*** Opening of STORED DATA ***

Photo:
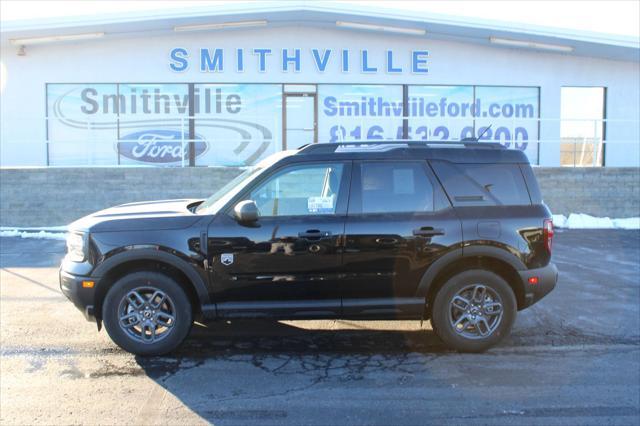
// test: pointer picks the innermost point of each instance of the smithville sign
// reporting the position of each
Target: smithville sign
(219, 60)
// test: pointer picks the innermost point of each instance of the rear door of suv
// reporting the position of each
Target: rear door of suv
(399, 222)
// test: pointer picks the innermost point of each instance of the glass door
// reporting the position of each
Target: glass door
(300, 120)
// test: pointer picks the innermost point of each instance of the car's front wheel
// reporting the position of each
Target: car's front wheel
(147, 313)
(473, 311)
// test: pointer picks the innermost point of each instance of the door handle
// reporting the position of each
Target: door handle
(387, 241)
(314, 234)
(428, 231)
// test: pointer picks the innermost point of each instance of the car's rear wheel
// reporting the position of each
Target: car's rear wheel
(473, 311)
(147, 313)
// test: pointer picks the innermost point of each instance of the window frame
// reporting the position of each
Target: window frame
(440, 201)
(343, 192)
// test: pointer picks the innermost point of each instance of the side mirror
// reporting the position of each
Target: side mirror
(246, 211)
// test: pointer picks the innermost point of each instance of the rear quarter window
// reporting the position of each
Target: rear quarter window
(482, 184)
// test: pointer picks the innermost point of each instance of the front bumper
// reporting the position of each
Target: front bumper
(83, 298)
(547, 279)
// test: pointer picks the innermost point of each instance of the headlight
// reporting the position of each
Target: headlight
(76, 249)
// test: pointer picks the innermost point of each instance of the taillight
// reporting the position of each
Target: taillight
(547, 229)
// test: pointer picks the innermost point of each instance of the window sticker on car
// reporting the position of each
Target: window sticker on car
(320, 204)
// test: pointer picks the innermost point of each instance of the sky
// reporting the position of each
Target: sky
(621, 17)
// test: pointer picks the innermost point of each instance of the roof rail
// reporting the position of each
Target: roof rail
(387, 145)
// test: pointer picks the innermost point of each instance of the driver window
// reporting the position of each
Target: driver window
(300, 190)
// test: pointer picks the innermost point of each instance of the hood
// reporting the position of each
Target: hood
(148, 215)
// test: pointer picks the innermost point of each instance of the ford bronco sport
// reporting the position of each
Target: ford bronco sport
(454, 233)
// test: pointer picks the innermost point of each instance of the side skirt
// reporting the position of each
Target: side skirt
(375, 308)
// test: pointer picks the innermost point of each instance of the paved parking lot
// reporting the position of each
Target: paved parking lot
(572, 359)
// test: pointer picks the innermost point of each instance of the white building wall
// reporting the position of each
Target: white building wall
(146, 59)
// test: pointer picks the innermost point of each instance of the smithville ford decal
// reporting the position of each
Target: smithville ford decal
(159, 146)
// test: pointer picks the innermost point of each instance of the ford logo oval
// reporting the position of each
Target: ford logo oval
(160, 146)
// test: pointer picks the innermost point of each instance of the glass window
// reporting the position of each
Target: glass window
(153, 124)
(395, 187)
(581, 126)
(82, 124)
(238, 124)
(440, 113)
(299, 191)
(482, 184)
(354, 112)
(502, 181)
(508, 115)
(512, 113)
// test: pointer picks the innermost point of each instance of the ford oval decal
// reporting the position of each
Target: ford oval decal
(159, 146)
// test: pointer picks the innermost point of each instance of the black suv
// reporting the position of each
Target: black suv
(454, 233)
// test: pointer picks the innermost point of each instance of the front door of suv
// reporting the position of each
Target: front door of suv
(288, 262)
(399, 222)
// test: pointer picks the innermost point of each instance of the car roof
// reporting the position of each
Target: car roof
(457, 152)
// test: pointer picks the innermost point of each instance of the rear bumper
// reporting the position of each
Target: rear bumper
(547, 279)
(82, 298)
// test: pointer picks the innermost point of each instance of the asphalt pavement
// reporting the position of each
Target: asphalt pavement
(574, 358)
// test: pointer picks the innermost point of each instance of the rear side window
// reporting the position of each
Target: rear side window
(482, 184)
(395, 187)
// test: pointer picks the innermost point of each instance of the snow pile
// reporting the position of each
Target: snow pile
(41, 233)
(584, 221)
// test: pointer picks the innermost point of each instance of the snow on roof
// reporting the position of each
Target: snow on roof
(279, 13)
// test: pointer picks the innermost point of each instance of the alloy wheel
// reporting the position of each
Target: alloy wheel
(475, 312)
(146, 314)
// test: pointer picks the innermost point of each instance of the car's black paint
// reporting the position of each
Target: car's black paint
(349, 264)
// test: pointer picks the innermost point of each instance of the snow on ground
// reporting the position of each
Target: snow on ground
(584, 221)
(574, 221)
(41, 235)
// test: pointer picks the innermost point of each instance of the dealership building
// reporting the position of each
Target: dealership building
(185, 95)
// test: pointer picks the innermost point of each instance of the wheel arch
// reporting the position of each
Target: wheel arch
(492, 259)
(135, 260)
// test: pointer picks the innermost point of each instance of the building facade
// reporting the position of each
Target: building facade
(229, 87)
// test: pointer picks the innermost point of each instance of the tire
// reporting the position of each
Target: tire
(482, 326)
(152, 324)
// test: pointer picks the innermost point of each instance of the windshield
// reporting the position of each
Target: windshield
(222, 196)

*** Close of STORED DATA ***

# [EXERCISE INSTRUCTIONS]
Exclude every picture, then reproduce the remaining data character for character.

# [EXERCISE RESPONSE]
Photo:
// test: pointer picks the innermost point of each instance of the smithville sign
// reporting the position of each
Target: smithville sign
(219, 60)
// test: pointer picks the innermost point of each instance of the rear door of suv
// reporting the position of each
Target: rear door of suv
(399, 222)
// test: pointer picks the innermost point of each instance of the glass door
// reporting the position of each
Target: glass door
(300, 120)
// test: pointer picks the innermost point of each instance of the car's front wheel
// reporting the position of each
Target: car's front wheel
(147, 313)
(473, 311)
// test: pointer picks the innermost point of each instance of the door handle
// reporting the position of each
Target: door handle
(387, 241)
(314, 234)
(428, 231)
// test: pointer picks the innermost point of each instance of the car's rear wheel
// reporting the position of each
Target: car's rear wheel
(473, 311)
(147, 313)
// test: pointer picks the innermost point of each instance of the window frame
// reporting the position of each
Target: window frame
(440, 201)
(343, 192)
// test: pointer picks the innermost point of each instance of the side mirror
// reporting the position of each
Target: side mirror
(246, 211)
// test: pointer picks the innermost point of each instance of the rear quarter window
// reporting the position of each
Target: rear quarter window
(482, 184)
// test: pointer picks the innermost point of each instance of the front bumper
// reporting the position of each
Target: front bumper
(83, 298)
(547, 279)
// test: pointer picks the innermost point of each instance of the headlight
// reporting the position of each
Target: headlight
(76, 249)
// test: pointer picks the innermost point of each instance of the taillight
// reporting the position of each
Target: taillight
(547, 229)
// test: pointer picks the innermost point of each instance of the window sticker on car
// reporting the position of each
Target: window sticker on car
(320, 204)
// test: pointer picks the innermost point of each instance of the sky
// reporting the position of each
Target: sky
(621, 17)
// test: pointer picks the innermost point of each instance of the roof rail
// reporting the position of each
Target: roof rail
(387, 145)
// test: pointer picks the innermost point of each instance of the driver window
// reporting the position of each
Target: driver window
(300, 190)
// test: pointer picks the innermost point of each instance of the hood
// reporting the position of each
Target: hood
(148, 215)
// test: pointer picks the innermost point of each instance of the ford bronco sport
// reporting the position of each
Target: ford bronco sport
(454, 233)
// test: pointer picks the innermost point of each instance of the side skirt
// reporting the position of each
Target: side skirt
(375, 308)
// test: pointer picks the innermost point of each instance of the paved parking lot
// reporting the position of each
Target: paved parking lot
(572, 359)
// test: pointer picks the innermost point of each instance of the white building wall
// reporting the position of each
Target: white building wall
(146, 59)
// test: pointer picks the innermost point of each instance of the smithville ford decal
// reporting the position of each
Target: smithville ford decal
(159, 146)
// test: pointer picks the innermost point of each instance of the ford logo oval
// reporting the position of each
Target: ford logo oval
(160, 146)
// test: pointer picks the innermost point of each instance of the glass window
// reporting the position of each
Target: glass window
(153, 124)
(395, 187)
(581, 126)
(82, 124)
(238, 124)
(440, 113)
(299, 191)
(482, 184)
(354, 112)
(502, 181)
(508, 115)
(512, 113)
// test: pointer picks the innermost point of each instance of the ford oval decal
// reporting the position of each
Target: ford oval decal
(159, 146)
// test: pointer picks the innermost point of each instance of the black suv
// reporting the position of each
Target: black suv
(454, 233)
// test: pointer picks the innermost point of each instance of the front door of suv
// reporting the position of each
Target: front door of suv
(288, 262)
(399, 222)
// test: pointer picks the innermost point of each instance of the car roof
// reporting the position of each
Target: car roof
(457, 152)
// test: pointer picks the innermost point of each instance of the rear bumper
// reporting the position of each
Target: rear bumper
(547, 279)
(82, 298)
// test: pointer picks the innermost point of each instance of the asphalt pavement
// reporting the position of each
Target: asphalt pavement
(574, 358)
// test: pointer picks the innermost point of each instance of the rear side window
// reporting the position of each
Target: rear side window
(482, 184)
(395, 187)
// test: pointer picks the innermost point of each instance of the snow pile
// reporting the position of each
Target: snow pile
(41, 233)
(584, 221)
// test: pointer picks the innermost point of each instance of the snow on roof
// reporting the position of each
Target: snow on roof
(279, 13)
// test: pointer picks the innermost point of each instance of the alloy wheel
// reporting the position of each
Target: alloy wheel
(475, 312)
(146, 314)
// test: pointer picks the innermost point of each instance of the car's black paint
// reporting the position of each
Target: car's black paint
(349, 264)
// test: pointer picks the innermost point of each instance of the snow on ground
// reporting the position of each
Target: snow on ground
(584, 221)
(574, 221)
(41, 235)
// test: pointer picks the innermost point of each instance of the dealership building
// reporting the position of each
Target: dealership building
(185, 95)
// test: pointer picks the innermost point of each instance of the wheel arch
// reporting the position of each
Target: wheel arch
(492, 259)
(135, 260)
// test: pointer picks the innermost point of each instance of the building facade
// reporting the position of each
Target: building facade
(229, 87)
// test: pointer picks the innermost point of each instance of the tire
// reporting the position of each
Target: tire
(482, 326)
(152, 324)
// test: pointer picks the innermost point of each instance of the windshield
// reporting the position of each
Target: windshield
(222, 196)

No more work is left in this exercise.